:: The records ::
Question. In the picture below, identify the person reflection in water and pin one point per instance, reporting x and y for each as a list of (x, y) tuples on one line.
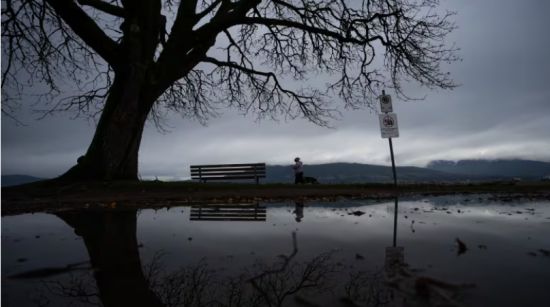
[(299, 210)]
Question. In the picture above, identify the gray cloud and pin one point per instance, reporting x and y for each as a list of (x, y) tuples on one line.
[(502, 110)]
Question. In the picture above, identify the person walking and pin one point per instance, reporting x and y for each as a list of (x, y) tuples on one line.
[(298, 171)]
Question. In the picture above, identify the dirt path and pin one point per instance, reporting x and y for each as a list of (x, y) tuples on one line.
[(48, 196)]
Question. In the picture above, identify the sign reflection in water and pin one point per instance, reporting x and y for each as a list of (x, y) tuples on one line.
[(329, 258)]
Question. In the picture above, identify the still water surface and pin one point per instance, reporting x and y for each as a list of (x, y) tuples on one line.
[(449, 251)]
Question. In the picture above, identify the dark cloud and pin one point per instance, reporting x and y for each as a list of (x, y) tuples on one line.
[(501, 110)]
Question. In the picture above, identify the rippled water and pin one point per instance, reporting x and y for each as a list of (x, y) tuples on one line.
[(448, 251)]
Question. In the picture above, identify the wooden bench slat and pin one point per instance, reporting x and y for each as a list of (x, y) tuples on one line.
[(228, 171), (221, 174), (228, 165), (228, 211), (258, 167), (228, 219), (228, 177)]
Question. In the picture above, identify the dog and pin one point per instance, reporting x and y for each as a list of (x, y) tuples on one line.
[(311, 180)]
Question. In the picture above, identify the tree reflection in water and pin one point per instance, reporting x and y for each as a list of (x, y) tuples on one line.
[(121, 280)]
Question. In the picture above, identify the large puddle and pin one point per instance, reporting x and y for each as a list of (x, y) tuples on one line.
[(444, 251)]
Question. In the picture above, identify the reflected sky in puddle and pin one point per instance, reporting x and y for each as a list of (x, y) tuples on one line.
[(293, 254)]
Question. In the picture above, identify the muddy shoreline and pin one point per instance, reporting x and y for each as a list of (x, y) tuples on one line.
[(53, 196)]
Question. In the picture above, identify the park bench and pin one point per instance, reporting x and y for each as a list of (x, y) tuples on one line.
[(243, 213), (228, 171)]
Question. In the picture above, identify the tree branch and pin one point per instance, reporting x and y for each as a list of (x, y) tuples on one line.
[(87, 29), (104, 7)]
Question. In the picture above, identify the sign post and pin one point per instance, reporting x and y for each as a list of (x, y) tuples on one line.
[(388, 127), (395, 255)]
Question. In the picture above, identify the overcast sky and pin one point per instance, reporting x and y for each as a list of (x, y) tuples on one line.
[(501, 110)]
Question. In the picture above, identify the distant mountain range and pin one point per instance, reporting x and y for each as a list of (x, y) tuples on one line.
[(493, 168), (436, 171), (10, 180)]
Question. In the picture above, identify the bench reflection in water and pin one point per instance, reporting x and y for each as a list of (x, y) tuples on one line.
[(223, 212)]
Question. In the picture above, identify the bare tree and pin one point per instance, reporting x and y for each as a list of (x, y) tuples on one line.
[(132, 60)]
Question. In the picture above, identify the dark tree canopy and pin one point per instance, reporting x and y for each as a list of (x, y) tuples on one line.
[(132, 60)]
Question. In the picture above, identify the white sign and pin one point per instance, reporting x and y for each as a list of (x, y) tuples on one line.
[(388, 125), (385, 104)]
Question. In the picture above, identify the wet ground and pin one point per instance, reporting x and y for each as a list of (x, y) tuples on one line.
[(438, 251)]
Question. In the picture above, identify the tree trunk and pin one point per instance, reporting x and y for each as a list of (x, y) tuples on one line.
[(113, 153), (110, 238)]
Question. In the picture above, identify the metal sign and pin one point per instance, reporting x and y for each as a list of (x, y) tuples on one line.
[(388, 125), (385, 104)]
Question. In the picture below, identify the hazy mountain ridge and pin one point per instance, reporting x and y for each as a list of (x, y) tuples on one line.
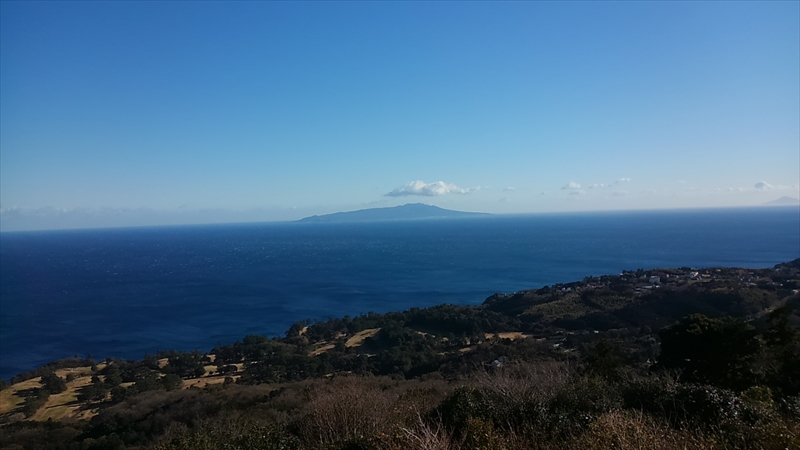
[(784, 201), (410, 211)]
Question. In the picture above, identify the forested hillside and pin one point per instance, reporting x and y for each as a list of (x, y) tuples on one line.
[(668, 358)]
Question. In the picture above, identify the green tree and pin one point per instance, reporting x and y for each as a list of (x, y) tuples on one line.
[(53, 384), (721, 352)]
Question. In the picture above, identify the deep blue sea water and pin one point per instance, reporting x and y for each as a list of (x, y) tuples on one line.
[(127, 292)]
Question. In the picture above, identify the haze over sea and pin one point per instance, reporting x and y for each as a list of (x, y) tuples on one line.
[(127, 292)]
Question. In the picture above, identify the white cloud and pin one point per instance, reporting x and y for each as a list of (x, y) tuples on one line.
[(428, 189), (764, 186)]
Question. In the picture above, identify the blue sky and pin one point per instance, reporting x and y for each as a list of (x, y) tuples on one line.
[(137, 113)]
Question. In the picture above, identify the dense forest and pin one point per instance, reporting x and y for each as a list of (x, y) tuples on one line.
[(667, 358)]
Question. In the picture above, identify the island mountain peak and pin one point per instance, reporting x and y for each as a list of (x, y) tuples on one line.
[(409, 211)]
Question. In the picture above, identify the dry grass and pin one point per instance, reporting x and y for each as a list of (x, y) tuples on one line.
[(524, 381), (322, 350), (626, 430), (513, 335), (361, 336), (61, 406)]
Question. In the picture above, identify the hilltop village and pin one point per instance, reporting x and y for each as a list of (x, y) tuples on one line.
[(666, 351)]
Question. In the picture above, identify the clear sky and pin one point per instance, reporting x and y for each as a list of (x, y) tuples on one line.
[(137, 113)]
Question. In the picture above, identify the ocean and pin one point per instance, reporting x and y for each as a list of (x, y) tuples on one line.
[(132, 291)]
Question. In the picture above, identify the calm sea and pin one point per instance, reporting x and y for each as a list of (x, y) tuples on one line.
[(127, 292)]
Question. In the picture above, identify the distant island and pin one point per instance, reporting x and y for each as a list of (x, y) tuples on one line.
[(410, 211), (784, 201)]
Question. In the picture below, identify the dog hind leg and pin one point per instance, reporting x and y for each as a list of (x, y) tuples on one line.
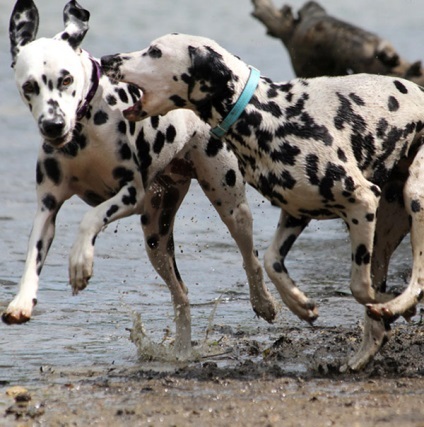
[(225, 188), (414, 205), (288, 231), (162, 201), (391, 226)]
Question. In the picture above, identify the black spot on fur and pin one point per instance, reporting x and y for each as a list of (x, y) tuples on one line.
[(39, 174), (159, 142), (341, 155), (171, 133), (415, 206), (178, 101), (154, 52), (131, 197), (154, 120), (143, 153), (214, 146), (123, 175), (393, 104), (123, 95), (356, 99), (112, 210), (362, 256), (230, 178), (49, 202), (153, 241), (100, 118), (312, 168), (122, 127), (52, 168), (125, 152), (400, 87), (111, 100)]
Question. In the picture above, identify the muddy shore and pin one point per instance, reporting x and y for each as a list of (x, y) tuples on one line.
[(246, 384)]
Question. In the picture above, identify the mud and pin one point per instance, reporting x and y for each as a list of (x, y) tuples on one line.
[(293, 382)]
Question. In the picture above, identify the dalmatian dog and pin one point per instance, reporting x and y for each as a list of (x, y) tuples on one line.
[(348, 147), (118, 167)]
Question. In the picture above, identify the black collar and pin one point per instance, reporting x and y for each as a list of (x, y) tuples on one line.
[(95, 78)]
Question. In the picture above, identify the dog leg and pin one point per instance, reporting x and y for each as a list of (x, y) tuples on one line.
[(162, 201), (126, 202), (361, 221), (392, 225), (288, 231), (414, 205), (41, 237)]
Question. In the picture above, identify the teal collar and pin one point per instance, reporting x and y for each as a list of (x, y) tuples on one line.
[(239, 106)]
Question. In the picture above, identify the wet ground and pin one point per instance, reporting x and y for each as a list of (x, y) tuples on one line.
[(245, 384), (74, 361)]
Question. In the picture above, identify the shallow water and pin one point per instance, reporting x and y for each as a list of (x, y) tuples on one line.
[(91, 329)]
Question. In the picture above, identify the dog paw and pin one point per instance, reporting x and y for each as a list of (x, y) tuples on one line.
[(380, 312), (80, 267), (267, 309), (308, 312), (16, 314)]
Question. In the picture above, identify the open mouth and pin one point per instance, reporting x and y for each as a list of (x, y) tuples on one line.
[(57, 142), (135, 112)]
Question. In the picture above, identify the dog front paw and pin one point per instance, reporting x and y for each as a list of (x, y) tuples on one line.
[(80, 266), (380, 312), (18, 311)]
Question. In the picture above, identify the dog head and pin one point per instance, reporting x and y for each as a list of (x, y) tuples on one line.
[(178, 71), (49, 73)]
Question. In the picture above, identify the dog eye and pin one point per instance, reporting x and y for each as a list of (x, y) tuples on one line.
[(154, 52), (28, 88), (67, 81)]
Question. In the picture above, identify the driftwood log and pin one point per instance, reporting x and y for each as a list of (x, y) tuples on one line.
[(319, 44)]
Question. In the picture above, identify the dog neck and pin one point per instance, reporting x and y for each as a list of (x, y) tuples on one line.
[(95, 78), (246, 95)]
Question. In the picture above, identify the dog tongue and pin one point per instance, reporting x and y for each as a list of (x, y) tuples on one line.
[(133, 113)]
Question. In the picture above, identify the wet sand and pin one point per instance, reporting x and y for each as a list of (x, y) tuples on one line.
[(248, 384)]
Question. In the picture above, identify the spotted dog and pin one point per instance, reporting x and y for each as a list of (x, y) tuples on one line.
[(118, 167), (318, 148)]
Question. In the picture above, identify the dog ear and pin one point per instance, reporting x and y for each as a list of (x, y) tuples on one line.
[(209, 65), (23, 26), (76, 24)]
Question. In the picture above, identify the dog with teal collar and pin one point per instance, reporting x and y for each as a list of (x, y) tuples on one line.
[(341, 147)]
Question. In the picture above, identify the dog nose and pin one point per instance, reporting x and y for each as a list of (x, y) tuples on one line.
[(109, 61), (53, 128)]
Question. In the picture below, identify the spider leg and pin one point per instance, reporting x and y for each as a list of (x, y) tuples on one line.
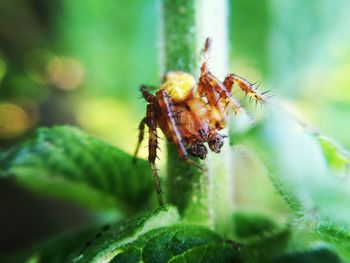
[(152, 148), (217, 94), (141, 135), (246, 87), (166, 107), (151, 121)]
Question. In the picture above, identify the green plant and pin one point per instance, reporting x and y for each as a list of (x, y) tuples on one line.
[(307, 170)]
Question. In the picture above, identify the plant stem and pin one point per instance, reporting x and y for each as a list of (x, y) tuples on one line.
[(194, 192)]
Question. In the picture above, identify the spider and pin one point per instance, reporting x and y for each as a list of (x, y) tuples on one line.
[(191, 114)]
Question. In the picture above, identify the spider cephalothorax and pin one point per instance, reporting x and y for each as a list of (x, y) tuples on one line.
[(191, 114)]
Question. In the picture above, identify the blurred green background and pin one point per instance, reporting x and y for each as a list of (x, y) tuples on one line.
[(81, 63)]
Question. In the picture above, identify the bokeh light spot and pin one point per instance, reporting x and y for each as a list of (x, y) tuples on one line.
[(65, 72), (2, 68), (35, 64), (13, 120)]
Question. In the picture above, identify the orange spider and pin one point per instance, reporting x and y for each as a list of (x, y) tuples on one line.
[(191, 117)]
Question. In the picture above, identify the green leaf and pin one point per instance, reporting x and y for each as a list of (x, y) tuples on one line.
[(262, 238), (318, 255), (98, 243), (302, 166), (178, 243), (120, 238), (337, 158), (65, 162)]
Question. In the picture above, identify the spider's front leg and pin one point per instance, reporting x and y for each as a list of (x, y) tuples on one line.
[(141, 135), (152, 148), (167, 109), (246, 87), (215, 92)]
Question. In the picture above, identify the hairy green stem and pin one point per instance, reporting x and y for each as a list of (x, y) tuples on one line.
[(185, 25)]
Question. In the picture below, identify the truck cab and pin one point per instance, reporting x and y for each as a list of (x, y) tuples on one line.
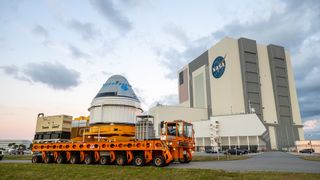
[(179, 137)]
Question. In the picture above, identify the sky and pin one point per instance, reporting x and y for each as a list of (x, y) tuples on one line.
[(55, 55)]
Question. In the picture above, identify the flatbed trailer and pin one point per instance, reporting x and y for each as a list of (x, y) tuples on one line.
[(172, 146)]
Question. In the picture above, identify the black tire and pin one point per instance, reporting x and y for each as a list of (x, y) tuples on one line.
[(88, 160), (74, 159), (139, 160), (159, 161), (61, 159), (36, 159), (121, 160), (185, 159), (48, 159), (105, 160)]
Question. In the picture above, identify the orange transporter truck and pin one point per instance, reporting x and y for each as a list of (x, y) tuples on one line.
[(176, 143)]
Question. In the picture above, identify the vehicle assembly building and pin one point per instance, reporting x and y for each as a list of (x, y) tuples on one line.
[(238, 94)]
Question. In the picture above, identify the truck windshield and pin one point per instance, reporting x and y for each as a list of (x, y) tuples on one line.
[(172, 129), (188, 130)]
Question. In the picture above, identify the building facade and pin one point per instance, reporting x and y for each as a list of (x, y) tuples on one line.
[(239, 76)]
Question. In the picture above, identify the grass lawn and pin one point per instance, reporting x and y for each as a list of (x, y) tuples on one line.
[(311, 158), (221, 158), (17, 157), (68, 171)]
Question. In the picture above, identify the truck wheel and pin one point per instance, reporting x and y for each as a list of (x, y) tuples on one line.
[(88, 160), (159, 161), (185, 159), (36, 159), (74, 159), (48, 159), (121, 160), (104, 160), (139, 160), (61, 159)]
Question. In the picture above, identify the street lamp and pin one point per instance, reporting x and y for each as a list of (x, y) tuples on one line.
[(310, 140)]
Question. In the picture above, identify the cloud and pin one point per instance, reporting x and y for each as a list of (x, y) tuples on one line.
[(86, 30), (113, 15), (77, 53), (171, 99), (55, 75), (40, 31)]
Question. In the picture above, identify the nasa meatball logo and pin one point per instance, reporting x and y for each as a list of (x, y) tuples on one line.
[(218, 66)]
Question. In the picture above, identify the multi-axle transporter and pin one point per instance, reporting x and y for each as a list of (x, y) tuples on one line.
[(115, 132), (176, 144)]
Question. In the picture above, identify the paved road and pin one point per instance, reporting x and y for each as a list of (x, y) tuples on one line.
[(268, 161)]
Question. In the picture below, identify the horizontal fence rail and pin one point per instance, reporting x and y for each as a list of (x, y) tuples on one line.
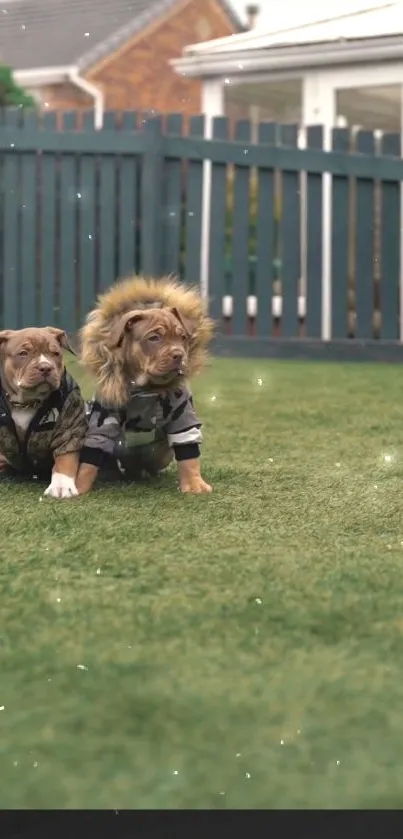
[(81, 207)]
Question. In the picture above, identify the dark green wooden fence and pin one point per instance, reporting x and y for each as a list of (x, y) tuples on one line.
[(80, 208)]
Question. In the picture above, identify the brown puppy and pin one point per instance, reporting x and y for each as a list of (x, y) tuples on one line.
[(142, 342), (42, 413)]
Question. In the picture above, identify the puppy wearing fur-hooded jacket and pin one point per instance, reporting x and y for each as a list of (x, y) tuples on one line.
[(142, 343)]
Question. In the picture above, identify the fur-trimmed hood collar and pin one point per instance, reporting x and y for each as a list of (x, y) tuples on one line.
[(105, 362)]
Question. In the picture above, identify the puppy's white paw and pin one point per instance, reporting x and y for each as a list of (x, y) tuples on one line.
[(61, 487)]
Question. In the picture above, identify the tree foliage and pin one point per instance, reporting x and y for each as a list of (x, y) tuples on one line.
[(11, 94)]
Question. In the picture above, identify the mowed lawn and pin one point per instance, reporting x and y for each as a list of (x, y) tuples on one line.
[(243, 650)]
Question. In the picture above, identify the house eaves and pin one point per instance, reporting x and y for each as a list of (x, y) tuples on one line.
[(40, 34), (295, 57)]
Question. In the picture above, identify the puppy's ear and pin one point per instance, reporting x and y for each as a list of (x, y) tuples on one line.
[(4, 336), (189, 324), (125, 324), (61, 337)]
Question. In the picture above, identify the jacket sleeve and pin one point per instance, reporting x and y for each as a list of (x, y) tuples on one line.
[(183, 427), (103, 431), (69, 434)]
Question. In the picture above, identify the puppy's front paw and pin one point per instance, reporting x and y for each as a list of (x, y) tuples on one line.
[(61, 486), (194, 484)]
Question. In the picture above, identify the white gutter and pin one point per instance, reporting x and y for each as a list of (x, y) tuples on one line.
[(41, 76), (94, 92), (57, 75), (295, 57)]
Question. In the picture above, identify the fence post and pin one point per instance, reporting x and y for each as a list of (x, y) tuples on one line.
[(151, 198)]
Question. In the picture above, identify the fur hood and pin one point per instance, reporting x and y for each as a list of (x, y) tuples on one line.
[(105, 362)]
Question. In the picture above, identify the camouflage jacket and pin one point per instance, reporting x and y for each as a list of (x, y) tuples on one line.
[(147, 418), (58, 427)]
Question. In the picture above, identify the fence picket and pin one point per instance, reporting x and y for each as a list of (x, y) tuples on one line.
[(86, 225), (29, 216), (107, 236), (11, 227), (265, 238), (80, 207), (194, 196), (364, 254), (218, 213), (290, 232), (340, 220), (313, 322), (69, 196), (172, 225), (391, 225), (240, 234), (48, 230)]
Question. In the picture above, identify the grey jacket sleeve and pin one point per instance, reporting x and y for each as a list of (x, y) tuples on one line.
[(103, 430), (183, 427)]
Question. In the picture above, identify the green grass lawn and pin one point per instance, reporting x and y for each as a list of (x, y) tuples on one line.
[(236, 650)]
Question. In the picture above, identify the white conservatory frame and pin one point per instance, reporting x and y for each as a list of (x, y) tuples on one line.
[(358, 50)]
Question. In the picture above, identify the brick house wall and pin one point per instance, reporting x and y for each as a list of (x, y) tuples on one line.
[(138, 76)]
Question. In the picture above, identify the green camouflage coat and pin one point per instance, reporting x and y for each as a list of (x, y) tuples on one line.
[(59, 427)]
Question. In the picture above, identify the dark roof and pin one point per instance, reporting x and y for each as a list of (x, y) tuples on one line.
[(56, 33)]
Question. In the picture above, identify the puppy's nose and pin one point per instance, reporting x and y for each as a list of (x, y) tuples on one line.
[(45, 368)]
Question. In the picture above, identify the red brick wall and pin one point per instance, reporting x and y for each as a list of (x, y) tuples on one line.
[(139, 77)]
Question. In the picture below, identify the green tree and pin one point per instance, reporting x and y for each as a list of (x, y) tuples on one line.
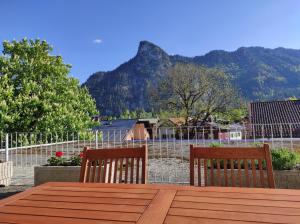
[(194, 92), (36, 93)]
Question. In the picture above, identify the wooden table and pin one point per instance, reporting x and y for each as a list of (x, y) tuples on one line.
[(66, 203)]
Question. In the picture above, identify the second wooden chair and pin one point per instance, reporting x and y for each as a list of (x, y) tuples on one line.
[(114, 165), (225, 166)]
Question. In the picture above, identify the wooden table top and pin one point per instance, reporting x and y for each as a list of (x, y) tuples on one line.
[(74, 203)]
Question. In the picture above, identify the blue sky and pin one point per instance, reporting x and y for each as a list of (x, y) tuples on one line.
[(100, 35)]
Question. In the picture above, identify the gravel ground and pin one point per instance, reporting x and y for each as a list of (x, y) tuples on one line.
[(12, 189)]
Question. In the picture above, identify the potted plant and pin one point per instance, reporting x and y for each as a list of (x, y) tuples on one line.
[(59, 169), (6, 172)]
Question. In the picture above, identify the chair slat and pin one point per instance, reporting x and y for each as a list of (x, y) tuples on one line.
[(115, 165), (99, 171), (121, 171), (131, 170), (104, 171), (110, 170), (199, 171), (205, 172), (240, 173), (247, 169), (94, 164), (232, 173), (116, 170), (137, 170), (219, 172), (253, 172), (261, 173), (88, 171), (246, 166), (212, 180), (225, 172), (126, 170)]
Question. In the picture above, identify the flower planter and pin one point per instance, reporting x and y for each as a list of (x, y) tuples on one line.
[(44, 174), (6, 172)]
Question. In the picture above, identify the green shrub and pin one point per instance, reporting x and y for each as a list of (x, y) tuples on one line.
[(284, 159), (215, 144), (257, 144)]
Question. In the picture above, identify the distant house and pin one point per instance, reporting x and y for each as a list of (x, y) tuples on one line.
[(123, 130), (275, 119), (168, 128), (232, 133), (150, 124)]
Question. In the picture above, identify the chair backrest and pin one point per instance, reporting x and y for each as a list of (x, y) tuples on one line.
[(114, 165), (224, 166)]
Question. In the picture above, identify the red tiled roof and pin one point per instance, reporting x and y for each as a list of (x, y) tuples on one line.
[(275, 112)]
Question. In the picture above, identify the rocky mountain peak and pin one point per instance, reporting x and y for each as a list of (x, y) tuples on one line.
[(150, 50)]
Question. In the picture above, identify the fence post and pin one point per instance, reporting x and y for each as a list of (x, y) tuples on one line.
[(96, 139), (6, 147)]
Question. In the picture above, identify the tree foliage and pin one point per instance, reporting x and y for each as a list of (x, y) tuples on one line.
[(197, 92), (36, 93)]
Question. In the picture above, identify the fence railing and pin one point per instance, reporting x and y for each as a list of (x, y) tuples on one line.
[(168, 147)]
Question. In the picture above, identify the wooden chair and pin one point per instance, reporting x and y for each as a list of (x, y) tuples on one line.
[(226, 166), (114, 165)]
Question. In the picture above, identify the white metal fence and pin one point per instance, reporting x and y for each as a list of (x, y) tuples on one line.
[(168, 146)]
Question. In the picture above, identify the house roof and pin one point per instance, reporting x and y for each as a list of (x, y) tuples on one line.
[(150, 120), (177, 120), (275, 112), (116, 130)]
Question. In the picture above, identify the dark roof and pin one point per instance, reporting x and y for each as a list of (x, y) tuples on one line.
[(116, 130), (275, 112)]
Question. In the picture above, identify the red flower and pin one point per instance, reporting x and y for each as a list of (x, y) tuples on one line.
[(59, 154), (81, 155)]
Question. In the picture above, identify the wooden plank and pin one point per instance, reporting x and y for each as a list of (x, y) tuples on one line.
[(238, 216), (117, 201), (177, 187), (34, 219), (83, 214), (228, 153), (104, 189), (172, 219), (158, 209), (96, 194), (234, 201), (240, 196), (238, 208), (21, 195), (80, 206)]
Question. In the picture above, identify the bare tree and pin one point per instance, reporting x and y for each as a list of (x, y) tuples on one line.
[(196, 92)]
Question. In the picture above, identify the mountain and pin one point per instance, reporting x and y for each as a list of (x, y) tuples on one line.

:: Your instructions ::
Convert the part that opens with the line containing "Question. In the picture above, identify the dog eye" and closes with the line containing "[(95, 78), (246, 95)]" into a Markdown table with the columns Row and Line, numbering each row and leaving out blank lines.

:: Answer to this task ::
| Row | Line |
|---|---|
| 1 | Question. In the picture above, identify the dog eye and pin one point per instance, reporting x and y for each as a list of (x, y) tuples on one line. |
| 2 | [(154, 52), (28, 88), (67, 81)] |
| 3 | Question. In the picture above, identify the driftwood log and pin one point per instance, reporting x and y for each as a list of (x, y) tuples on one line. |
| 4 | [(319, 44)] |
| 5 | Question. In the picture above, identify the dog neck and pin one point per instance, reporting x and y for each as a list of (x, y) tuples on one line. |
| 6 | [(95, 78), (246, 95)] |